* [Text section]

━━━

Question

Is the resultant of the vectors 3i^ + 4j^ + 5k^ , 5i^ + 3j^ + 4k^ makes an angle with x-axis then find the cos?

Answer 1

A+B=8i +j -k

A-B= -2i +7j -9k

let A+B = C

and A - B = D

then cosine of angle between 2 vectors is given by

cos(theta)=A·B/|A||B|  

A·B= 0  

hence cos(theta)=0

theta = 90°

Answer 2

Given that,

The vector A is

$\vec{A}=3i+4j+5k$

$\vec{B}=5i+3j+4k$

We need to calculate the resultant of the vector

Using formula of resultant vector

$\vec{R}=\vec{A}+\vec{B}$

Put the value into the formula

$\vec{R}=(3i+4j+5k)+(5i+3j+4k)$

$\vec{R}=8i+7j+8k$

The magnitude of the resultant

$R=\sqrt{8^2+7^2+8^2}$

$R=\sqrt{177}$

$R=13.3$

The angle with x-axis.

━━━

* [Given request]
Carry the thread about the angle of a vector resultant forward from its last line, working out the cosine of the angle the resultant makes with the x-axis.

* [Provided material]
━━━

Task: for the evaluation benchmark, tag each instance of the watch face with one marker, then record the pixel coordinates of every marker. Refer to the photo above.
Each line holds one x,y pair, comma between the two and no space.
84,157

━━━

* [Response below]
We need to calculate the value of cosθ

Using formula of angle

$\cos\theta=\dfrac{R\cdot i}{|R|}$

$\cos\theta=\dfrac{(8i+7j+8k)\cdot i}{13.3}$

$\cos\theta=\dfrac{8}{13.3}$

$\cos\theta=0.60$

Hence, The value of cosθ is 0.60.